What you will do » Please rewrite the paragraph in the Newtownforbes travel guide below that begins "No train station in Newtownforbes" as a short bulleted list that keeps its main facts.

There is no bad time. There are different times.

Spring
Mar–May

A small place wakes up. The estate grounds around Castle Forbes are at their best. The roads are clear and the N4 is passable.

◉ Go
Summer
Jun–Aug

The N4 is busier. Newtownforbes is a pass-through place more than a destination, and summer makes that clear. Good if you want to be quiet.

◐ Mind yourself
Autumn
Sep–Oct

The season when a working village works best. The GAA season is full swing. The weather is honest.

◉ Go
Winter
Nov–Feb

Cold and quiet. The village is not built for tourism. If you come here it is for the estate history and the architecture, not for warmth.

◐ Mind yourself
+

Getting there.

By car

Longford town to Newtownforbes is 6 km (10 minutes) north on the N4. Dublin to Newtownforbes is 2 hours via the N4. Sligo is 1 hour 45 minutes.

By bus

Bus Éireann Sligo–Dublin route stops in Newtownforbes with approximately five services each way daily.

By train

No train station in Newtownforbes. Nearest is Longford town (10 minutes by car) or Athlone (1 hour by car). From Dublin on Irish Rail to either station, then taxi or bus.

By air

Dublin Airport is 2 hours by car. Shannon is 2 hours. Ireland West (Knock) is 1.5 hours. Newtownforbes is not a fly-in destination.

Provided records »
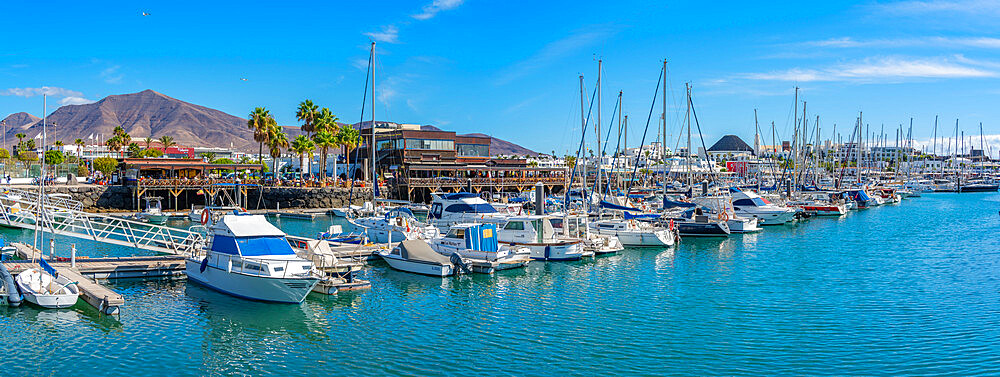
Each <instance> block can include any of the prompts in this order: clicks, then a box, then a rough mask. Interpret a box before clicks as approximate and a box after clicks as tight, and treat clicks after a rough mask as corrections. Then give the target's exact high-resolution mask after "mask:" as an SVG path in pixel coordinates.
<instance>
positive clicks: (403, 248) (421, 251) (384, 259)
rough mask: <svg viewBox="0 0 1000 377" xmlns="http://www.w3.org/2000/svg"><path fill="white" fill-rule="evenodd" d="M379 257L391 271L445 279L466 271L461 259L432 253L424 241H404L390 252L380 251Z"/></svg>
mask: <svg viewBox="0 0 1000 377" xmlns="http://www.w3.org/2000/svg"><path fill="white" fill-rule="evenodd" d="M378 255H379V256H381V257H382V259H383V260H385V262H386V263H388V264H389V267H392V268H393V269H396V270H400V271H406V272H412V273H415V274H421V275H429V276H437V277H445V276H451V275H454V274H455V273H457V272H458V271H459V270H464V271H468V267H467V266H466V265H465V264H464V261H463V260H462V257H461V256H459V255H458V254H454V255H452V256H450V257H446V256H444V255H441V254H440V253H438V252H436V251H434V249H432V248H431V247H430V245H428V244H427V242H426V241H424V240H405V241H402V242H400V243H399V245H397V246H396V247H394V248H392V250H382V251H380V252H379V253H378Z"/></svg>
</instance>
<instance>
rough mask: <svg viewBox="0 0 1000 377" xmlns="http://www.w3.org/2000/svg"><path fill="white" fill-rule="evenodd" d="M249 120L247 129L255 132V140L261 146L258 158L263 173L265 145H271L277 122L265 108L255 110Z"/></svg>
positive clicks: (249, 118)
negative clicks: (274, 127) (273, 126)
mask: <svg viewBox="0 0 1000 377" xmlns="http://www.w3.org/2000/svg"><path fill="white" fill-rule="evenodd" d="M248 118H249V119H247V128H250V130H251V131H253V140H254V141H256V142H257V143H258V144H259V149H258V152H257V156H258V157H259V158H260V166H261V171H263V170H264V169H265V168H266V166H265V165H264V143H269V137H270V135H271V132H270V129H271V127H272V125H276V124H277V122H276V121H275V120H274V117H272V116H271V112H270V111H268V110H267V109H265V108H263V107H257V108H254V109H253V111H251V112H250V116H249V117H248ZM269 145H270V143H269ZM261 179H263V176H261Z"/></svg>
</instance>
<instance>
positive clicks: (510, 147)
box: [420, 125, 538, 156]
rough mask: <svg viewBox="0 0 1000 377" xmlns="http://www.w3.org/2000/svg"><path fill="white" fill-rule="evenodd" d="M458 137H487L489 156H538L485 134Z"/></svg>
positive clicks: (503, 140)
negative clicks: (489, 138)
mask: <svg viewBox="0 0 1000 377" xmlns="http://www.w3.org/2000/svg"><path fill="white" fill-rule="evenodd" d="M420 129H421V130H426V131H441V129H440V128H437V127H434V126H431V125H423V126H420ZM459 136H478V137H488V138H490V154H491V155H494V156H496V155H501V154H503V155H519V156H537V155H538V152H535V151H533V150H531V149H528V148H525V147H522V146H520V145H517V144H514V143H511V142H509V141H506V140H503V139H497V138H495V137H493V136H490V135H486V134H480V133H475V134H466V135H459Z"/></svg>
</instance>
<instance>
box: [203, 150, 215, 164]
mask: <svg viewBox="0 0 1000 377" xmlns="http://www.w3.org/2000/svg"><path fill="white" fill-rule="evenodd" d="M201 158H204V159H205V162H208V163H210V164H211V163H213V162H215V153H212V152H205V153H202V154H201Z"/></svg>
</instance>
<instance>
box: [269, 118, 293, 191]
mask: <svg viewBox="0 0 1000 377" xmlns="http://www.w3.org/2000/svg"><path fill="white" fill-rule="evenodd" d="M267 134H268V135H267V148H268V150H269V151H270V152H271V158H272V164H273V165H274V177H275V182H277V179H278V158H279V157H281V150H282V149H287V148H288V135H286V134H285V132H284V131H283V130H282V129H281V126H278V125H277V123H274V124H273V125H272V126H271V127H270V128H269V129H268V130H267Z"/></svg>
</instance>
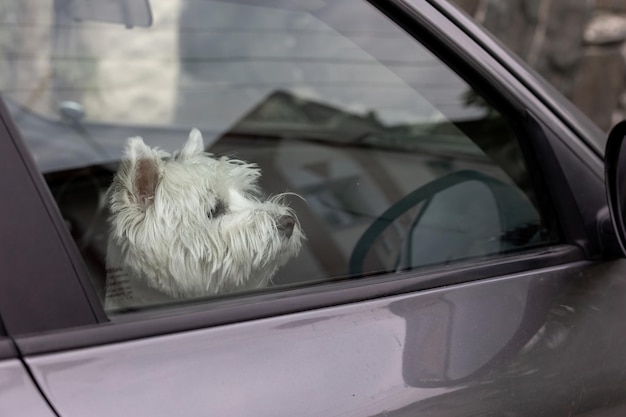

Result for this task »
- Newtownforbes has no train station.
- The nearest stations are Longford town (10 minutes by car) and Athlone (1 hour by car).
- From Dublin, take Irish Rail to either station, then a taxi or bus.